A Life Turned Upside Down

Life throws a curve at a couple, who finds the perfect designer to set things straight

For homeowners Steve and Paula and the rest of their family, which includes grown children, spouses and a handful of energetic grandchildren, time spent on the Cape was the best time of all. Nestled on an idyllic, and iconic, point in Hyannis Harbor, the Cape house was exactly where everyone wanted to be. Built as an “upside down” home to best be able to take in the view, the home had plenty of bedrooms downstairs, a kitchen upstairs that could boil some lobsters and corn, and a rooftop deck over Steve’s favorite spot to retreat, the garage, where he would sit as he watched the ferries, boats and summer sights float by. It was all they needed, or so they thought. 

When Paula visited her cousin, who had just completed a home makeover with interior designer Christine Granfield, principal of Sea Squared Design, she was so impressed with the outcome, she asked Granfield to help her incorporate some new colors into her home.

The first visit to the home started a momentum of change that would impact the homeowners for the rest of their lives. “I walked in, and from the front door, on the ground floor of the house, you entered this long dark ‘tunnel’ that was the hallway to the bedrooms,” Granfield explains. “There was a closed-in narrow staircase that went upstairs to the living area. I just couldn’t understand it. I asked Paula, ‘Have you ever considered flipping your house?’” What was originally an interior design project to freshen up the space suddenly became a life-changing, and possibly a life-saving, transformation.

Prompt 1
List the things that, according to the article about the Hyannis Harbor home, Steve watched float by from his seat on the rooftop deck.
Prompt 2
In the article about the Hyannis Harbor home, what is the name of the firm where Christine Granfield is principal?
Prompt 3
Resume the article about the Hyannis Harbor home from the point where it stops.

Extracted information

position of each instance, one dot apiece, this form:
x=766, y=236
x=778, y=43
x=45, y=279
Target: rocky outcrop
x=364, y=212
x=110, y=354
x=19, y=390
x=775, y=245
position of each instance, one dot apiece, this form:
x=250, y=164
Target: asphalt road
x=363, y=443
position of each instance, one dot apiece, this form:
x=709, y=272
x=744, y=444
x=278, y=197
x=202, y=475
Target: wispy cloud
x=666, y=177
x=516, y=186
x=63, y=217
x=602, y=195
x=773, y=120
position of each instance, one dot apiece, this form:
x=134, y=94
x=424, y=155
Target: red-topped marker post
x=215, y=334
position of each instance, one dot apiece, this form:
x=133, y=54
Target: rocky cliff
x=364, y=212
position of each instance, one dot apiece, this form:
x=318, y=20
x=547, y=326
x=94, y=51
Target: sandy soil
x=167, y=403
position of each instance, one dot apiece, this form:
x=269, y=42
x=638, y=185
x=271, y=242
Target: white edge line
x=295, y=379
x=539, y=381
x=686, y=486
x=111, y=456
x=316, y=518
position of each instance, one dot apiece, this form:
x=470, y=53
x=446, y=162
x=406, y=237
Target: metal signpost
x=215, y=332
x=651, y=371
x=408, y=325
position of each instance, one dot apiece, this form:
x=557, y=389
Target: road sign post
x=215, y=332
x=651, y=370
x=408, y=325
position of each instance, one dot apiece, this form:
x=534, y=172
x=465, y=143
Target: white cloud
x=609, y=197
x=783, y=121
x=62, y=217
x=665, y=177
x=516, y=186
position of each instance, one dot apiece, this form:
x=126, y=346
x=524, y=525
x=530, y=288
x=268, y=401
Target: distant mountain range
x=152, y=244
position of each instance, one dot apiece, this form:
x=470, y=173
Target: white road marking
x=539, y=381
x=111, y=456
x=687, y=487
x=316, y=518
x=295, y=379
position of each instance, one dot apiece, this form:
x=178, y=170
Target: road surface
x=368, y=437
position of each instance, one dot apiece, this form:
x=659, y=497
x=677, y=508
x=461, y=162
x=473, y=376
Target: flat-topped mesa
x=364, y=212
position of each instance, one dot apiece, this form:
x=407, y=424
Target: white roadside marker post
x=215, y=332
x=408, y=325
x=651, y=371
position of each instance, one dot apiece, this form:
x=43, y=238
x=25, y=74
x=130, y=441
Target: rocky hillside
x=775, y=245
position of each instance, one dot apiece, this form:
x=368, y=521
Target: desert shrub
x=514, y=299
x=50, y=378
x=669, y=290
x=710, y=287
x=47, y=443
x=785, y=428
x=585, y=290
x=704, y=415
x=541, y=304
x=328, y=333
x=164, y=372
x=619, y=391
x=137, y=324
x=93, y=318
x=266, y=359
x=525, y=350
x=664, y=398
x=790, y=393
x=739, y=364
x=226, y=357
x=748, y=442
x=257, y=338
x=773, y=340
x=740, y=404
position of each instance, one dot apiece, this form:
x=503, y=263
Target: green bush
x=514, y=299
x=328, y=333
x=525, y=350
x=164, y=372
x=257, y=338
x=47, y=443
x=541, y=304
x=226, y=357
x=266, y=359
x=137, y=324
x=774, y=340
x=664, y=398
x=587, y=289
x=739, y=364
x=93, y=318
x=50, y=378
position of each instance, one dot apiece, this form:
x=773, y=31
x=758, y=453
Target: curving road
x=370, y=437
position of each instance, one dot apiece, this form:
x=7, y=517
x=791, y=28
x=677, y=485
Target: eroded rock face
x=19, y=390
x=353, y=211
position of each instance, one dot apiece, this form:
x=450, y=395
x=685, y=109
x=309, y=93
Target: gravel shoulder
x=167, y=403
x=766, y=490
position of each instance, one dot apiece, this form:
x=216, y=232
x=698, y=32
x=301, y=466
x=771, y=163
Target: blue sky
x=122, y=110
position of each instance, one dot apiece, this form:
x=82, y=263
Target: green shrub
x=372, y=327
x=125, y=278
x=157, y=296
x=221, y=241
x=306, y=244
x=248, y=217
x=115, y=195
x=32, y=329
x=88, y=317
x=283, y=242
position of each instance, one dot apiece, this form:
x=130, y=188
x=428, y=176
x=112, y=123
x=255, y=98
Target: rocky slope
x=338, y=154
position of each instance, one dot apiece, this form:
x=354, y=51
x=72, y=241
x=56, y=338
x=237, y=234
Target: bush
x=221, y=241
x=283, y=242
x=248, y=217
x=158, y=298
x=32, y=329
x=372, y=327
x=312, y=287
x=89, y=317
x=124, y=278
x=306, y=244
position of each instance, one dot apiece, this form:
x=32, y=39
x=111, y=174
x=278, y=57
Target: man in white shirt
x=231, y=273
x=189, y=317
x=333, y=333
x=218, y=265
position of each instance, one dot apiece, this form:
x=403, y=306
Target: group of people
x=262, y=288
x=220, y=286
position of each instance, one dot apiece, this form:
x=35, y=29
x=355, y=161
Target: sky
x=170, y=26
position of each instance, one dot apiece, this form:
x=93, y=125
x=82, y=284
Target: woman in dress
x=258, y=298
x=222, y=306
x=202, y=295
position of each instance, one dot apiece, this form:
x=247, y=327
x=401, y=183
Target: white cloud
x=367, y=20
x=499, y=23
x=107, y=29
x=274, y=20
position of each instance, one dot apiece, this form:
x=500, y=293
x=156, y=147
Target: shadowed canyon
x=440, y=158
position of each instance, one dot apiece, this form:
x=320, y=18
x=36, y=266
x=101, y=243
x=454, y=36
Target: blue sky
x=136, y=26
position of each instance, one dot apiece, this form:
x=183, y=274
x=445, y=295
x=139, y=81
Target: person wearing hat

Right answer 1
Ferries, boats, and summer sights.

Right answer 2
Sea Squared Design.

Right answer 3
“When assessing my clients’ needs, I often ask whether this is their forever house. Paula told me that she and Steve love the neighborhood, their kids love the neighborhood, but they had friends who couldn’t visit because their knees were bad, or other health issues prevented them from making it up the stairs.” 

“When Christine asked if we had ever thought about flipping the house, I had thought about it, but I couldn’t see how that would work,” Paula says.

It didn’t take much convincing, just a bit of envisioning how the dark, closed-off ground floor could become an open, airy expanse that would capture the charming view. Steve Cook from Cotuit Bay Design took the helm for that part of the project. And to execute the plan, David Liimatainen of Mashpee’s Eagle’s Nest Builders put it all together seamlessly.

“It was a fairly easy plan to implement,” Cook explains. “And  it made such a difference. The views are the star from everywhere in the house and the bonus is that the aging-in-place design will serve them for years to come.” 

One of the many talents Granfield effectively employs is her ability to clearly understand her clients’ needs (sometimes better than they do) and recognize the elements that will make their home not only work, but also generate feelings of joy over and over. “I often ask clients what they don’t like or don’t utilize in their home,” Granfield says. Here, she discovered there was underutilized space in the garage. “Immediately it became clear that we could take needed living space from the garage to make a comfortable ground floor that would include a fire-placed living room, a dining area with a stunning view, a spacious kitchen with an oversized square island, a laundry room and half bath, and a comfortable master en suite,” Granfield explains.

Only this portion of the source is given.